Top of SUPPLIED MATERIAL
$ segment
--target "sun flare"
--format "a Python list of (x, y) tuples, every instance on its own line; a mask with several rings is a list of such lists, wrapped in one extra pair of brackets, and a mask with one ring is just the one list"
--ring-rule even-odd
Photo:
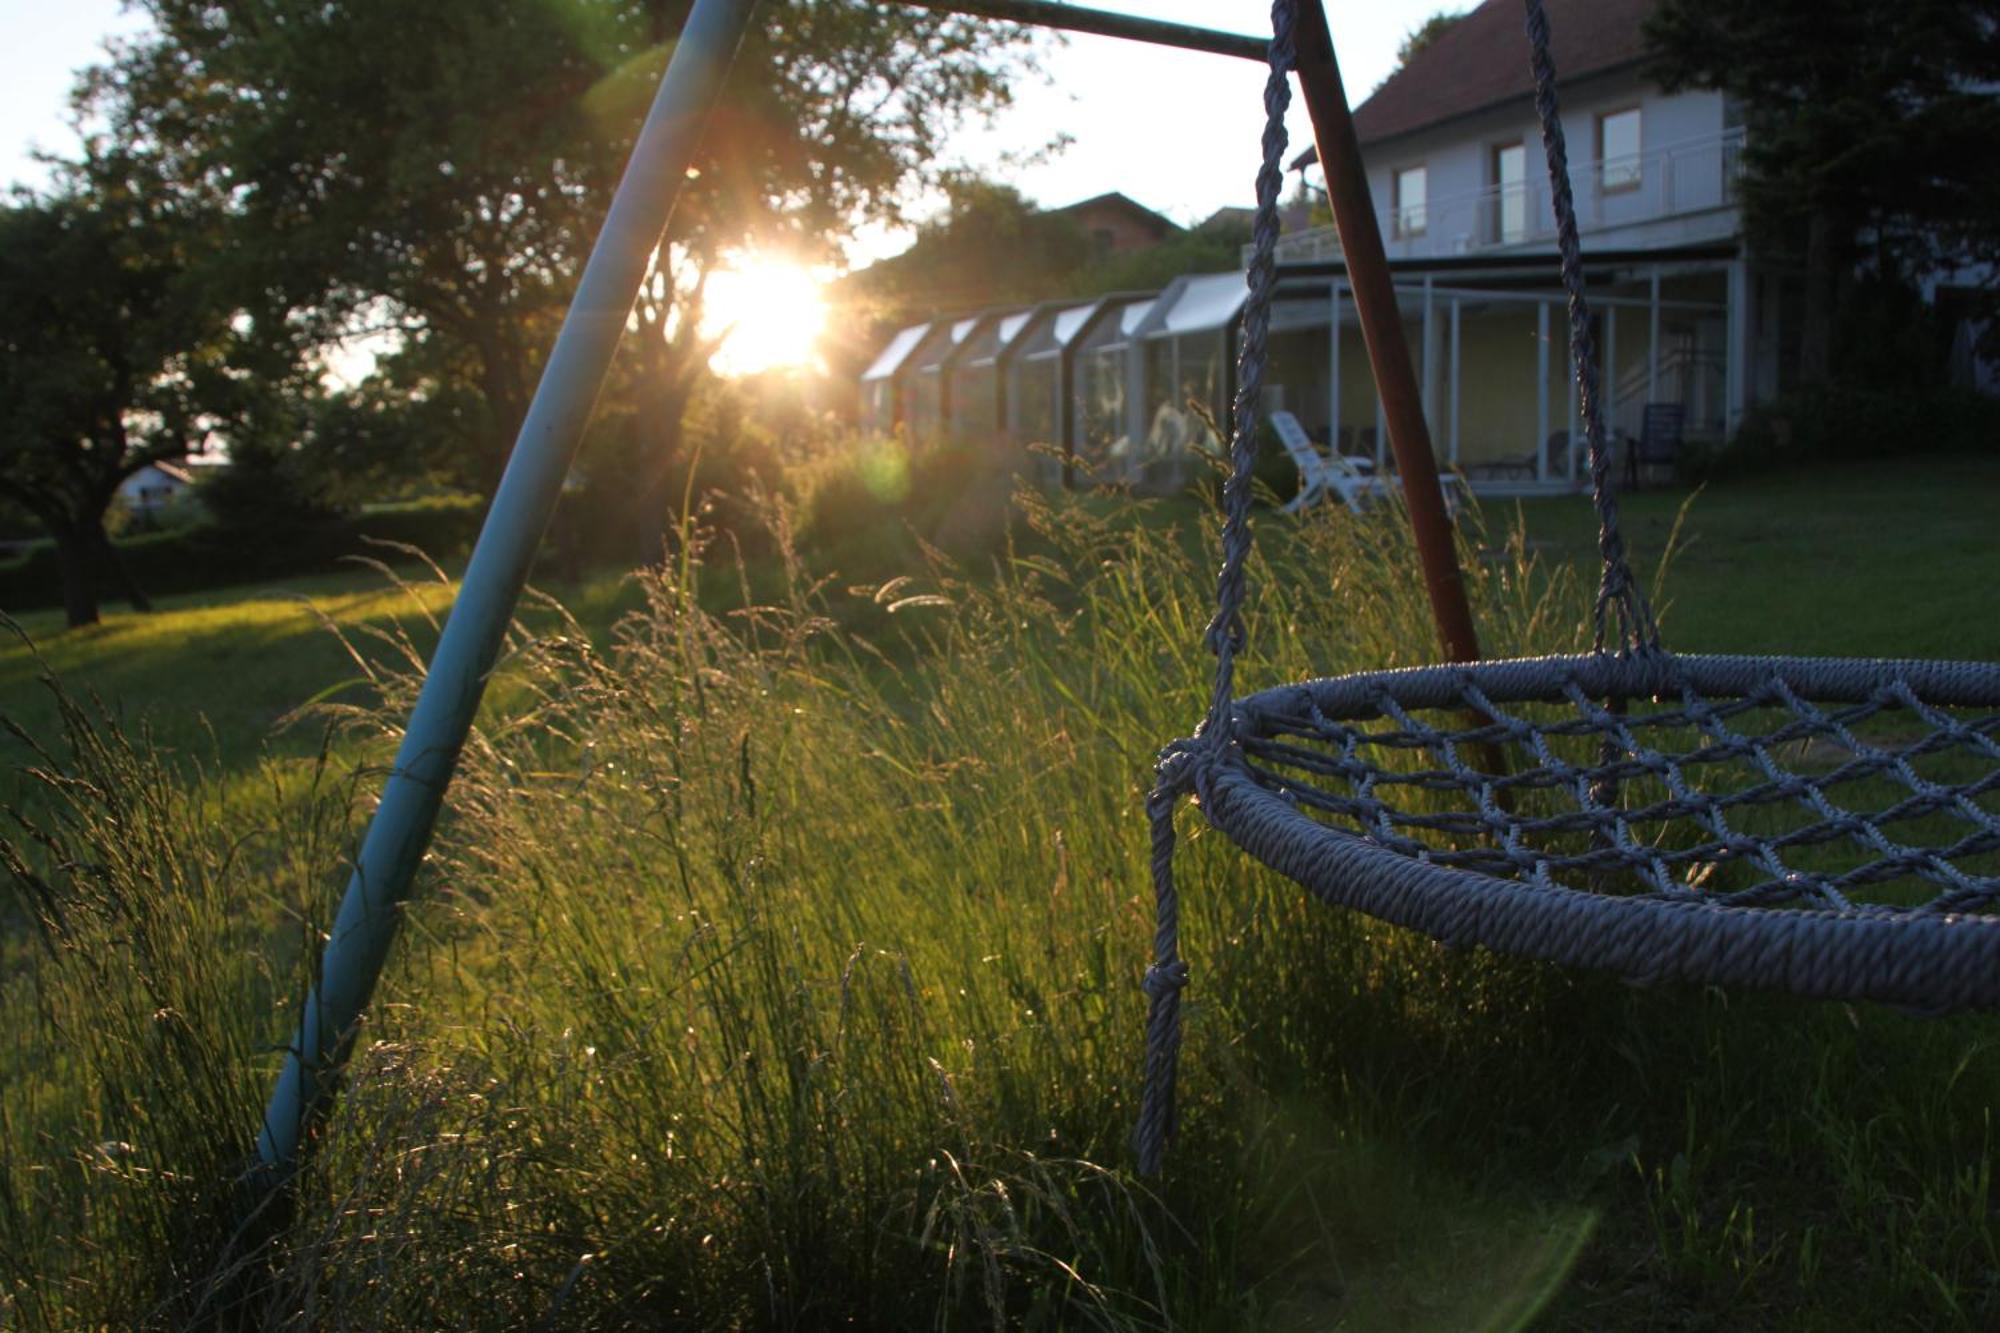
Bottom of SUPPLIED MATERIAL
* DIRECTIONS FOR THIS TASK: The records above are to be duplicated exactly, pictures left out.

* RESPONSE FOR THIS EXERCISE:
$ segment
--target "sun flare"
--format "a Python list of (x, y) tuples, every instance on its own line; a mask with several rings is a list of such lists, wrapped in one extra pair of brackets, and a mask with one ring is just the one list"
--ring-rule even-odd
Photo:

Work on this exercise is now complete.